Will you restate verbatim the lines running from the line with "Please pick out the small book" to the end of the data, leaving out everything else?
++++++++
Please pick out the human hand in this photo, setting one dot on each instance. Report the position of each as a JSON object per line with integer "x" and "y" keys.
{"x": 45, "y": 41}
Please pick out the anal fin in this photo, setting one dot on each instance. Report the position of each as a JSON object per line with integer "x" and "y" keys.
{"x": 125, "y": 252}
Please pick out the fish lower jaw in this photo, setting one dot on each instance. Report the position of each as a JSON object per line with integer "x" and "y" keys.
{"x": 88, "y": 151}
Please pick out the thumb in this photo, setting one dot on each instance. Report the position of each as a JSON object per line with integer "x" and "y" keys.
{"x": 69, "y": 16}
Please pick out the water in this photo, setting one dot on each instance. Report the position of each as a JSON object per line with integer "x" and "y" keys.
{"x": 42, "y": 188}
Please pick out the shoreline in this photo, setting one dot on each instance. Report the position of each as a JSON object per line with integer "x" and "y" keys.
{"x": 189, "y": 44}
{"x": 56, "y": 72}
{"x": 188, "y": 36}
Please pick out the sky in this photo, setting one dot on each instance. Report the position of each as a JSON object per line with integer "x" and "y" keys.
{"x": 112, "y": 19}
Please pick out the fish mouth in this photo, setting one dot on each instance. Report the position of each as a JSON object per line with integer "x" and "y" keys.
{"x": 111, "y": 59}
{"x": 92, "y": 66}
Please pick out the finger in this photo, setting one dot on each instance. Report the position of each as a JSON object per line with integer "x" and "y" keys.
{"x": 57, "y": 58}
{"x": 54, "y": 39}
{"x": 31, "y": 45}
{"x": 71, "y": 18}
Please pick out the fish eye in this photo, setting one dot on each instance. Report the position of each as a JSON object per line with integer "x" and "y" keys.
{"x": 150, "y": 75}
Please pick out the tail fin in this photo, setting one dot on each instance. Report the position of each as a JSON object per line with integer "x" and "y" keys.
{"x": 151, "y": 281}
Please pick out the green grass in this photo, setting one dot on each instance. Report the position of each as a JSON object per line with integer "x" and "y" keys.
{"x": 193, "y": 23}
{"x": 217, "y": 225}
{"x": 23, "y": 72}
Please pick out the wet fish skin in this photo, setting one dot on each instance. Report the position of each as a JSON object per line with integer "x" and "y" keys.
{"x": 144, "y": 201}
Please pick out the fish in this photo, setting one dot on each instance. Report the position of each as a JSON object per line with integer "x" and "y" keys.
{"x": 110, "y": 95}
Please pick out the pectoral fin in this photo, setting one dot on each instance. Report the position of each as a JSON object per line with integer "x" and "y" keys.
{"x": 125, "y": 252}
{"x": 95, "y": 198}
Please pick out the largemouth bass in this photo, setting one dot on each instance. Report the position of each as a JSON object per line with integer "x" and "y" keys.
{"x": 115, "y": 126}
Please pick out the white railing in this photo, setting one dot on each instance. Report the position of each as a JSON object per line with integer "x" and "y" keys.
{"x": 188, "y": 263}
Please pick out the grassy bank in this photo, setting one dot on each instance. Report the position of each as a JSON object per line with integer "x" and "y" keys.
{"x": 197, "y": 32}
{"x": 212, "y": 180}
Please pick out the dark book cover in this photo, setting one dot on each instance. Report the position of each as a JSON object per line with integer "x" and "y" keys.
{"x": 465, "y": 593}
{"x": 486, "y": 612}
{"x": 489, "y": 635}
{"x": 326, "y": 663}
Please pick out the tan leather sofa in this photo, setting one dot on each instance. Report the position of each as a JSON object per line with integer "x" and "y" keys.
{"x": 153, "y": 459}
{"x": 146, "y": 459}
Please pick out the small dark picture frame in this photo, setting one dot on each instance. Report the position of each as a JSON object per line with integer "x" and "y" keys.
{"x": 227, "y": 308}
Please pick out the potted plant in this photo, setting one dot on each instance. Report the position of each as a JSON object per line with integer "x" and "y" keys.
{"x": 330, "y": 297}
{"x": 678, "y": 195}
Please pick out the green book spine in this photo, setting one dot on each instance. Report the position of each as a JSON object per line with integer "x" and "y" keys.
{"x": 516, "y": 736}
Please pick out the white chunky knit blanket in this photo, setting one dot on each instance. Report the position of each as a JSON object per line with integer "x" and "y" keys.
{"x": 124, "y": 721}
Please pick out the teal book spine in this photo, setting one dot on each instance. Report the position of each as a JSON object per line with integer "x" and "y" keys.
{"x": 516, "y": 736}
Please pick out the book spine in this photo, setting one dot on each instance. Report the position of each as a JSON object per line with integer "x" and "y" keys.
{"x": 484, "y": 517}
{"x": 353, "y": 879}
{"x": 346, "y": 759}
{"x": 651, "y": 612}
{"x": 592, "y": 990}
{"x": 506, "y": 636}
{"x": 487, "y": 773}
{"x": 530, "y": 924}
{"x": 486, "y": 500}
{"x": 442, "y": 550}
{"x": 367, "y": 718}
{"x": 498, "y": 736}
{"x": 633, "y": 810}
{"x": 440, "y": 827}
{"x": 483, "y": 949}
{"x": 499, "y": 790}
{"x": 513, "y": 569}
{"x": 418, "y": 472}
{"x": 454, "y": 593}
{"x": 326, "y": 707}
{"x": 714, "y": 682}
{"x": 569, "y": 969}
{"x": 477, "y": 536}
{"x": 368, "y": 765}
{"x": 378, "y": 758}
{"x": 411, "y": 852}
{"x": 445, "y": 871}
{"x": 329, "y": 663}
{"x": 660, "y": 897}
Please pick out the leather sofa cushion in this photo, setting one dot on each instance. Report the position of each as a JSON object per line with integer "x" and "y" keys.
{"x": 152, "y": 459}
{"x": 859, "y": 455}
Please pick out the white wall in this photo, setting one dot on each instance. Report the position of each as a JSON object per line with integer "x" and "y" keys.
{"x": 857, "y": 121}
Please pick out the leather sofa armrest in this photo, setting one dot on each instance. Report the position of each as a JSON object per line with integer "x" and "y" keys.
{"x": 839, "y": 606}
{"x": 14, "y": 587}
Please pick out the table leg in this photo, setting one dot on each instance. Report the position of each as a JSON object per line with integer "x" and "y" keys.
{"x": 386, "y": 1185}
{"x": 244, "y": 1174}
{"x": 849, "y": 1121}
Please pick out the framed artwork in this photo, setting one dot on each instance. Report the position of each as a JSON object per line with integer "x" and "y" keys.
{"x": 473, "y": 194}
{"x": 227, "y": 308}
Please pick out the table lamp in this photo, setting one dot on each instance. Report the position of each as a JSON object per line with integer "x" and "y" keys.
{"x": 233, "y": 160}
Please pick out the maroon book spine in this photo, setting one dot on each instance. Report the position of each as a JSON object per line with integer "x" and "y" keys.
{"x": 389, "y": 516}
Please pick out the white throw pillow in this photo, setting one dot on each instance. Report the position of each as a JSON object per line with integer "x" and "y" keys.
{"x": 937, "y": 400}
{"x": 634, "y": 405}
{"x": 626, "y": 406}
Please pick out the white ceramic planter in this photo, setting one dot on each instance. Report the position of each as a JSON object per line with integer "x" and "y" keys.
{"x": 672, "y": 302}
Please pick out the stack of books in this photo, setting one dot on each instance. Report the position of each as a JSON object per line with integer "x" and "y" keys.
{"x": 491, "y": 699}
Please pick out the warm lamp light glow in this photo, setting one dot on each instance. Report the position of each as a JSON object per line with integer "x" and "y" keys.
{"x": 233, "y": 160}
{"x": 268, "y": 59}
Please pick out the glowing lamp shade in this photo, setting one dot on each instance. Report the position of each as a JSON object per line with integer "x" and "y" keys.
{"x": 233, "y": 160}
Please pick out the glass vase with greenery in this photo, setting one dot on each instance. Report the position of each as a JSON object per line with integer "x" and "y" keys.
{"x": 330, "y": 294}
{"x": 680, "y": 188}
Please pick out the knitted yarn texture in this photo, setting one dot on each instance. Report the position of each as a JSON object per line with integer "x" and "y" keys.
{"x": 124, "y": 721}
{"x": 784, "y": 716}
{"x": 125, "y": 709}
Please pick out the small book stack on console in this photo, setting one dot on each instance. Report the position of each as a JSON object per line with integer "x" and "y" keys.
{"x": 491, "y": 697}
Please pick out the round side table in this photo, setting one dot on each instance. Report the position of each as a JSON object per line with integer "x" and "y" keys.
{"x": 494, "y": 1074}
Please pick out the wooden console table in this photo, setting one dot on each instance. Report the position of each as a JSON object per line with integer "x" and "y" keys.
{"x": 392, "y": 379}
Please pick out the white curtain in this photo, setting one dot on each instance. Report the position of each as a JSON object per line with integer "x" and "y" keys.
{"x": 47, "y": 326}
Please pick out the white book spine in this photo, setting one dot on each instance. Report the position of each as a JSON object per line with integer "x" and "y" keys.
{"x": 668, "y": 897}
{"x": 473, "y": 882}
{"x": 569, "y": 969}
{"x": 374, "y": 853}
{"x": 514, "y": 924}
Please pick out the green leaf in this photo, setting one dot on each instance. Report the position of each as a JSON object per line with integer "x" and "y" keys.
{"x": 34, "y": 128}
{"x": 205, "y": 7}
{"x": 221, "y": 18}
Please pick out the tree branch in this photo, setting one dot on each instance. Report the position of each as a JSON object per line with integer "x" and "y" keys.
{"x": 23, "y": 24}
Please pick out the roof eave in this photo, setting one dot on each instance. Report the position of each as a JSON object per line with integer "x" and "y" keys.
++++++++
> _Output for this exercise_
Please pick out the small book stack on console in this photo, setting one dot on each instance. Report the position of each as a JSON object per line with integer "x" and "y" keys.
{"x": 491, "y": 697}
Please pick out the round side table in this photo, setting one dot on each instance. Report the position of each as a JSON object per line with integer "x" and "y" keys.
{"x": 494, "y": 1074}
Please pick out the wooden console table in this photo, setting one dot on each instance. Report the position of each as a JSON object per line with integer "x" and "y" keys.
{"x": 392, "y": 379}
Please pick out the white curtain in this photo, setting one dot on each instance. Report the position of each as a JSON object per line with integer "x" and "y" keys.
{"x": 47, "y": 326}
Please pick out the white book spine in this photo, setting one dot on each instance. Report the position of each as a JSON object per line with integer "x" and "y" keys.
{"x": 668, "y": 897}
{"x": 473, "y": 882}
{"x": 569, "y": 969}
{"x": 374, "y": 853}
{"x": 514, "y": 924}
Please pick out the green leaf in this photo, setting one dot on each instance. Report the position of each as a JSON object per line with integer "x" and "y" keys.
{"x": 34, "y": 128}
{"x": 205, "y": 7}
{"x": 221, "y": 18}
Please pick out the tree branch in this photo, setting one dot on each instance. Report the position of each as a JSON object per line with integer "x" and "y" keys.
{"x": 23, "y": 24}
Please pick out the roof eave in this photo, setting one dot on each instance. Report the position of each as a JSON object per line with integer "x" and "y" keys.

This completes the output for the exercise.